# Triathlon Coaching



## Adeola (7 Apr 2019)

Hello all,

I am looking for a triathlon coach in the London/Croydon area.

Please help!


----------



## Rocky (7 Apr 2019)

It's way too many years since I did my last triathlon (1990!!) so I'm somewhat out of touch. However, if it were me, I'd start by joining a local club and seeing what they can offer/advise in the way of coaching:

Croydon: http://www.southlondonharriers.org/south-london-harriers-tri-club.html

I was a member of East London Triathletes in its early days - that was a great club as well: https://elt.london

They used to be based in Newham.


----------



## Sharky (7 Apr 2019)

Greenwich Tritons.

No knowledge of them, except that a few of their riders used to ride our club 10's and they seemed well organised.


----------



## huwsparky (8 Apr 2019)

(Excerpts from a pointing dataset)
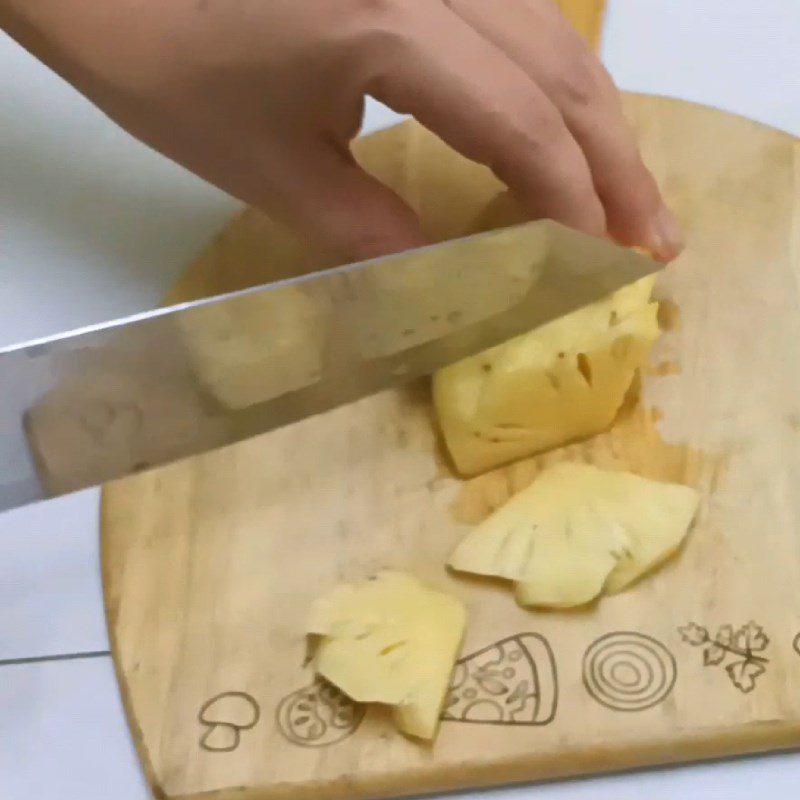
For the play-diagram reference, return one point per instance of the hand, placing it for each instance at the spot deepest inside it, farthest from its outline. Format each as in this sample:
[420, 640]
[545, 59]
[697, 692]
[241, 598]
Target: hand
[262, 98]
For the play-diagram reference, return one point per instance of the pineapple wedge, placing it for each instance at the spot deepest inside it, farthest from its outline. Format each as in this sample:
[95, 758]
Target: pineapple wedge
[390, 640]
[578, 531]
[563, 381]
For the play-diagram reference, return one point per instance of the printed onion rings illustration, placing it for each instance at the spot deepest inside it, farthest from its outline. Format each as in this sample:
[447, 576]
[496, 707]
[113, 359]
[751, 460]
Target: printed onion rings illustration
[628, 671]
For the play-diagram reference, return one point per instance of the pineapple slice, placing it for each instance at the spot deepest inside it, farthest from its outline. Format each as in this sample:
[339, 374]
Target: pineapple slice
[390, 640]
[563, 381]
[578, 531]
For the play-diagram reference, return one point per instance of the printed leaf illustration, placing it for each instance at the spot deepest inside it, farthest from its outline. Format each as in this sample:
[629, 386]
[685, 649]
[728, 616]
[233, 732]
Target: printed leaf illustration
[738, 648]
[744, 674]
[694, 634]
[751, 638]
[714, 654]
[724, 636]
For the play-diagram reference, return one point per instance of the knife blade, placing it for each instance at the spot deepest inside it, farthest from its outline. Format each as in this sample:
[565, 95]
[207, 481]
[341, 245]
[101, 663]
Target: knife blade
[106, 401]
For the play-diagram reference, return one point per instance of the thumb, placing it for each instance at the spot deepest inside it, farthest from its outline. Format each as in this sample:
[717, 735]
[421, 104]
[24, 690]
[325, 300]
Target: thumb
[338, 203]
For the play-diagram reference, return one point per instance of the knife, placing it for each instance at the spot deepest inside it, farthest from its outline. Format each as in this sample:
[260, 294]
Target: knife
[103, 402]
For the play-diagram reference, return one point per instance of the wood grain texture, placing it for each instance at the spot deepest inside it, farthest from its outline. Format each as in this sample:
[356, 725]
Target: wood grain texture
[210, 565]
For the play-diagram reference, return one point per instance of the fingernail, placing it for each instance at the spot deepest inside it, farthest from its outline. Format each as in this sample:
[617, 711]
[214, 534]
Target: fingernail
[666, 237]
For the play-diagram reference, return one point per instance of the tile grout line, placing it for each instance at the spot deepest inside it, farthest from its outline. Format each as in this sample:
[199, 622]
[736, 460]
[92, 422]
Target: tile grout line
[8, 662]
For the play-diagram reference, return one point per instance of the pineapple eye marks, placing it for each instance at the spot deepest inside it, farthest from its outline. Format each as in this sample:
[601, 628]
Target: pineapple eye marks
[578, 532]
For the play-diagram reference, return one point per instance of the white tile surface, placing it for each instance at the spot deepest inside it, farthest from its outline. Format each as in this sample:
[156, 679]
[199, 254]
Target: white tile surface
[50, 595]
[739, 55]
[94, 225]
[63, 735]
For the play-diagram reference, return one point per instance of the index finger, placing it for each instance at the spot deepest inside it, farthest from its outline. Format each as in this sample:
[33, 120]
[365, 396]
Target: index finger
[485, 106]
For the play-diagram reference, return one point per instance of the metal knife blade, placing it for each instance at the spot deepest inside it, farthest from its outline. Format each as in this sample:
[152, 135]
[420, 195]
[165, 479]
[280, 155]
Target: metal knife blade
[103, 402]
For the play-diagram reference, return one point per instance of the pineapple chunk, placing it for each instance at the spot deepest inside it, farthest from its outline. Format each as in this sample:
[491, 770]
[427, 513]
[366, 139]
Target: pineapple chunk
[563, 381]
[390, 640]
[578, 531]
[256, 347]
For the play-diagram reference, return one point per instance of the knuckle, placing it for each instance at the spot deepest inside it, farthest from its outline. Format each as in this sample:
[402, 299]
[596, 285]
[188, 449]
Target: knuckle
[539, 131]
[586, 83]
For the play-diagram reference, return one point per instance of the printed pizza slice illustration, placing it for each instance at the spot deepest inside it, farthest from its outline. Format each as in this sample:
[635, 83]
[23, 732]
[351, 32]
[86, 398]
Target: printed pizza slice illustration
[511, 682]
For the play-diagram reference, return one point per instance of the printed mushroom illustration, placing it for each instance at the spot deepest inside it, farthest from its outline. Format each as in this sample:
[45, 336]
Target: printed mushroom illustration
[225, 716]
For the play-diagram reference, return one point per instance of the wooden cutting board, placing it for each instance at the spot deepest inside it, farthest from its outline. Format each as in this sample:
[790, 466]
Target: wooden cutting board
[210, 565]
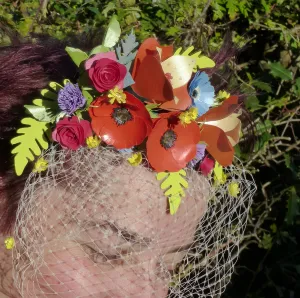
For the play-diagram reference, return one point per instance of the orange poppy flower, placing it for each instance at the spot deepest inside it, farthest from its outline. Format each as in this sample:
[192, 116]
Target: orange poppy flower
[158, 78]
[220, 130]
[120, 125]
[171, 145]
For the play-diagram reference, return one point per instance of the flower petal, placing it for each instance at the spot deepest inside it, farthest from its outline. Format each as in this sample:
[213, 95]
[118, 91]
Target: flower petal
[151, 83]
[182, 102]
[149, 47]
[177, 157]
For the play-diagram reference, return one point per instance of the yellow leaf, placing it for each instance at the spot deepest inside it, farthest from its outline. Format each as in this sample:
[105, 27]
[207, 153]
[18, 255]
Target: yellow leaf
[9, 243]
[219, 175]
[174, 184]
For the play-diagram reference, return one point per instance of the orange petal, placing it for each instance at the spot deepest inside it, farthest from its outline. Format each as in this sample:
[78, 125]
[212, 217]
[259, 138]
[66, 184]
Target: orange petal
[218, 144]
[228, 107]
[151, 83]
[149, 47]
[183, 98]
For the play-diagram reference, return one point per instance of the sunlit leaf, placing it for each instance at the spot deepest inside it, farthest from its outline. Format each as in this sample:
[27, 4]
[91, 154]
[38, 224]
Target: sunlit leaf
[173, 184]
[31, 138]
[77, 55]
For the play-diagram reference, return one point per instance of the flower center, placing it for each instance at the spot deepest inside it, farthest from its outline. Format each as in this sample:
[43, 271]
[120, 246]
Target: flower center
[168, 139]
[121, 116]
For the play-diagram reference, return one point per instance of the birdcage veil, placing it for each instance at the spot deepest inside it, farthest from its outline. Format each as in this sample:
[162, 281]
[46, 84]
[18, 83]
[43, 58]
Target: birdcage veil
[92, 225]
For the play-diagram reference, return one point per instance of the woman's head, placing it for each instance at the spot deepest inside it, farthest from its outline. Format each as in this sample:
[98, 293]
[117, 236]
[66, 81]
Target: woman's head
[96, 226]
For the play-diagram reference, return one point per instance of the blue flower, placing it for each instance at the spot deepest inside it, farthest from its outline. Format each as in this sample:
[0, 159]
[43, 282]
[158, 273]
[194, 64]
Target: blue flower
[201, 92]
[70, 98]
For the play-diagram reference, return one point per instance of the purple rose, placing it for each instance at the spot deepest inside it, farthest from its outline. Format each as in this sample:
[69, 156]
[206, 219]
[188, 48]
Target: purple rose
[72, 133]
[70, 98]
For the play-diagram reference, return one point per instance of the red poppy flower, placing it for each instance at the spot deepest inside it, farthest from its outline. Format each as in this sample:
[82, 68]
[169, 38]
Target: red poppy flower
[120, 125]
[171, 145]
[220, 130]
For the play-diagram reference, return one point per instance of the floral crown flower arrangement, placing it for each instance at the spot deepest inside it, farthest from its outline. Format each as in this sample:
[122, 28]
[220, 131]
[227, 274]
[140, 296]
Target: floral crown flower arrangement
[147, 99]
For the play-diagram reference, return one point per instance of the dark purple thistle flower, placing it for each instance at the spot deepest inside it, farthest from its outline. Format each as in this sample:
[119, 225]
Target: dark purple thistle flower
[70, 98]
[199, 155]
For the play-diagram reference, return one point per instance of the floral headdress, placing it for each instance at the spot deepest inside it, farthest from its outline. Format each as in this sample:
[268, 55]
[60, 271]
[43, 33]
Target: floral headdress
[144, 100]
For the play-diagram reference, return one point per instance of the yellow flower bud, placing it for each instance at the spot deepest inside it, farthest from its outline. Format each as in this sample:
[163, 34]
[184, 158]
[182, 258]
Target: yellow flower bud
[188, 116]
[9, 243]
[93, 142]
[135, 159]
[117, 94]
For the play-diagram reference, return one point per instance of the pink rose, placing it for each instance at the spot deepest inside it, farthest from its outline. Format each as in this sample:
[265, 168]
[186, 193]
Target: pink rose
[71, 133]
[206, 166]
[105, 72]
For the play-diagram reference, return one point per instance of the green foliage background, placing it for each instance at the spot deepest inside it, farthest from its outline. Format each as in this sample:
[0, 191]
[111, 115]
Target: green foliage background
[268, 71]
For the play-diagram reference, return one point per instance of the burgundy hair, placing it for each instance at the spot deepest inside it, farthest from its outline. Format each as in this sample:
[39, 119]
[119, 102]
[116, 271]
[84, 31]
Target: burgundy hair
[24, 70]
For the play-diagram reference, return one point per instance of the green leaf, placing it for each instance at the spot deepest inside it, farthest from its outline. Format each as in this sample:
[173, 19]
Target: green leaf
[266, 242]
[110, 6]
[40, 113]
[293, 208]
[113, 33]
[252, 103]
[77, 55]
[278, 71]
[29, 141]
[262, 86]
[99, 49]
[201, 61]
[297, 87]
[174, 184]
[232, 6]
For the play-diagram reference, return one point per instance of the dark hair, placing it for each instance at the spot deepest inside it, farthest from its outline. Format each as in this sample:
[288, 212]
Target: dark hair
[24, 70]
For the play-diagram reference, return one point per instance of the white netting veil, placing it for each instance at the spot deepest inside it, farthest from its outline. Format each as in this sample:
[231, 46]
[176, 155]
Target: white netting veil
[95, 226]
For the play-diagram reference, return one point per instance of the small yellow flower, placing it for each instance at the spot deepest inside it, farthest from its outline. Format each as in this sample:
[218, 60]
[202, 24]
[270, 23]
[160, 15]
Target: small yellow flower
[40, 165]
[93, 142]
[117, 94]
[222, 95]
[188, 116]
[135, 159]
[9, 243]
[219, 175]
[234, 189]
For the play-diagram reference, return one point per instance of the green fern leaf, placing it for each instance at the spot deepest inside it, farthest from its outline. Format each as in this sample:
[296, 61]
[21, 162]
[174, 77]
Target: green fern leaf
[202, 61]
[29, 141]
[174, 184]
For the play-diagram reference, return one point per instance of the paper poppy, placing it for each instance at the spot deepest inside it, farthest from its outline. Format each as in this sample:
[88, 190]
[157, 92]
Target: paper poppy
[171, 145]
[162, 78]
[220, 129]
[120, 125]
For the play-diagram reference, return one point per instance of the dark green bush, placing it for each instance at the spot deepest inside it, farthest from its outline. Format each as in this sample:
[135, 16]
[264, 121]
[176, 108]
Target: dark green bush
[268, 71]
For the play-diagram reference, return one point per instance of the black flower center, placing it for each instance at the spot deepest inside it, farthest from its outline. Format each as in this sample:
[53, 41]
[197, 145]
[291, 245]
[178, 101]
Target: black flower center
[168, 139]
[121, 116]
[195, 93]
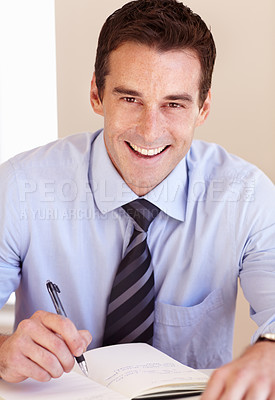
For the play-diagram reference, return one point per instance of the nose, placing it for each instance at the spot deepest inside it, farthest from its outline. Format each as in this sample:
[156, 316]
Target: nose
[150, 125]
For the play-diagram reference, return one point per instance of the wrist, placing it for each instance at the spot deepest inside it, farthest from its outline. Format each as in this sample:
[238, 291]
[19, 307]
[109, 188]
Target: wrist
[266, 337]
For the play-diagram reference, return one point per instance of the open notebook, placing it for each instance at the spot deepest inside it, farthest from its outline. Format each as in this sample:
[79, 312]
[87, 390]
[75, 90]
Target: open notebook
[119, 372]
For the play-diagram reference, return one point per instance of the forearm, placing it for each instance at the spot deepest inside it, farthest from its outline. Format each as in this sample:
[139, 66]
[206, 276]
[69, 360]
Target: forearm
[3, 338]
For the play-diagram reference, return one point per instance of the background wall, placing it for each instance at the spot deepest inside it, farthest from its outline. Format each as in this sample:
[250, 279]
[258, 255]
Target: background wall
[242, 117]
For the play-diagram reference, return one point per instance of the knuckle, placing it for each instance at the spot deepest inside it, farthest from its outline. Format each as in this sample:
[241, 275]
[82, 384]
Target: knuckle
[39, 314]
[41, 375]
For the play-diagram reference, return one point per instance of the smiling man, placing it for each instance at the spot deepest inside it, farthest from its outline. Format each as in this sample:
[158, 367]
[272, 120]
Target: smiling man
[151, 105]
[145, 230]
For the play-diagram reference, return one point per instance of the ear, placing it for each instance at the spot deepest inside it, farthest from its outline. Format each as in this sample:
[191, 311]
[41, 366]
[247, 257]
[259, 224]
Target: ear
[94, 98]
[205, 110]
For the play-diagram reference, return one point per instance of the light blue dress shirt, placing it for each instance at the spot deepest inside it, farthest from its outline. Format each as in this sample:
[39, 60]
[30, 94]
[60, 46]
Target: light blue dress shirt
[60, 219]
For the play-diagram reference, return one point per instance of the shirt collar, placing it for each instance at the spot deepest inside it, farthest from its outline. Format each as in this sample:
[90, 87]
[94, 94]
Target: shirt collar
[111, 192]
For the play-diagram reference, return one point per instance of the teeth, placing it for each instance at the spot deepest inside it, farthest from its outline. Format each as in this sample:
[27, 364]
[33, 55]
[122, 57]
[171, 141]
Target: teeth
[145, 152]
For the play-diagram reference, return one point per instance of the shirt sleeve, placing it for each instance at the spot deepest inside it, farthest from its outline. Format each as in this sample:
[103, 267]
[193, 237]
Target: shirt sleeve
[10, 233]
[255, 233]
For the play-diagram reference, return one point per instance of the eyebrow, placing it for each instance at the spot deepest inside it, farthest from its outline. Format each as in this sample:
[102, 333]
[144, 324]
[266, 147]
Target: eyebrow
[172, 97]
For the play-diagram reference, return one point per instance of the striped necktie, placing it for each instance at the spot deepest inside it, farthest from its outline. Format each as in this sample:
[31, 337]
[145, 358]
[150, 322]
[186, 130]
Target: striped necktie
[130, 315]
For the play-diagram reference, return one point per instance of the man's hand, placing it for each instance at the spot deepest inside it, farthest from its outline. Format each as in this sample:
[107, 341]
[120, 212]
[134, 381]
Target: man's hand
[42, 347]
[250, 377]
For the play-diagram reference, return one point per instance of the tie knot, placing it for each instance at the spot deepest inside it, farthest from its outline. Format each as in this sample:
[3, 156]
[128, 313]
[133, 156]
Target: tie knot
[142, 211]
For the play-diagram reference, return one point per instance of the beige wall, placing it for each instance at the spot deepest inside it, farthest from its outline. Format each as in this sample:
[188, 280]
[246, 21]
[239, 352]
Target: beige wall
[242, 118]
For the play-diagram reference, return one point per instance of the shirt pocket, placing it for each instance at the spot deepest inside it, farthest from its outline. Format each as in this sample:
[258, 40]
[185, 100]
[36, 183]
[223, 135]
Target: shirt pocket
[197, 335]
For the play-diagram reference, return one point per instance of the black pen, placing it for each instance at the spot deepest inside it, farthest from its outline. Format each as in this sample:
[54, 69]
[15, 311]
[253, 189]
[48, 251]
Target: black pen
[53, 290]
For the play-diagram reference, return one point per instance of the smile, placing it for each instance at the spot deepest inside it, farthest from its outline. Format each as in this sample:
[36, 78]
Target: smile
[147, 152]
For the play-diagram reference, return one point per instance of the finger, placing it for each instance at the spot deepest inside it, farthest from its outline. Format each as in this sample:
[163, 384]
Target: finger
[215, 386]
[18, 368]
[46, 348]
[65, 328]
[258, 391]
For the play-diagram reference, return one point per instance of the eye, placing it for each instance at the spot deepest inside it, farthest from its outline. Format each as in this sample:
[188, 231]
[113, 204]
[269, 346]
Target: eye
[174, 105]
[130, 99]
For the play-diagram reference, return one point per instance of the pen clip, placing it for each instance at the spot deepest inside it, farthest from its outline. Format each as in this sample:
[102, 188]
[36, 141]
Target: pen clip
[53, 290]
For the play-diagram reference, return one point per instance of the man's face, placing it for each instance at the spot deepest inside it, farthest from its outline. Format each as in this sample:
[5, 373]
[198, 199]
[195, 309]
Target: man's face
[151, 107]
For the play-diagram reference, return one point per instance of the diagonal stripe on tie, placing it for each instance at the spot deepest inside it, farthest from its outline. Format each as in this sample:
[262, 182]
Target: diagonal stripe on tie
[130, 315]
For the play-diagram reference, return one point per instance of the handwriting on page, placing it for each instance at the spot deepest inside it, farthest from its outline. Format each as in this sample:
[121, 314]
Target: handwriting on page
[168, 369]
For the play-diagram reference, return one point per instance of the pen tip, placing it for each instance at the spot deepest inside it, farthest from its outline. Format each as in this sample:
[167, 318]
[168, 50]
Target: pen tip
[84, 368]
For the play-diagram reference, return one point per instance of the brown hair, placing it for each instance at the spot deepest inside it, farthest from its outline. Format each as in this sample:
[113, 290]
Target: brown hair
[162, 24]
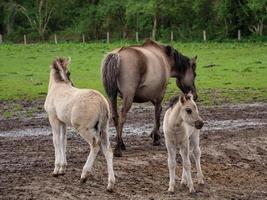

TASK SET:
**1)** Transcribe the stretch of the triathlon coaching thread from "It's way too" through "based in Newham.".
**2)** Carry on the triathlon coaching thread from the point where it ends.
The entries have no role in any of this.

RESPONSES PER TASK:
**1)**
It's way too many years since I did my last triathlon (1990!!) so I'm somewhat out of touch. However, if it were me, I'd start by joining a local club and seeing what they can offer/advise in the way of coaching:

Croydon: http://www.southlondonharriers.org/south-london-harriers-tri-club.html

I was a member of East London Triathletes in its early days - that was a great club as well: https://elt.london

They used to be based in Newham.

**2)**
When you say Triathlon coaching what exactly are you looking forJ? Just someone to sort you out a plan o'r someone to monitor progress and evolve the plan as you progress? One, you may as well puck off the internet based on time available and the other you'll obviously have to pay for but will have a plan made specifically based on your needs.

What distance triathlon are you looking at?


----------



## C R (8 Apr 2019)

What they said. Any local club affiliated with british triathlon is likely to have loads of activities, so they would be the best to approach. Our local club does a lot of this type of thing for a very reasonable fee.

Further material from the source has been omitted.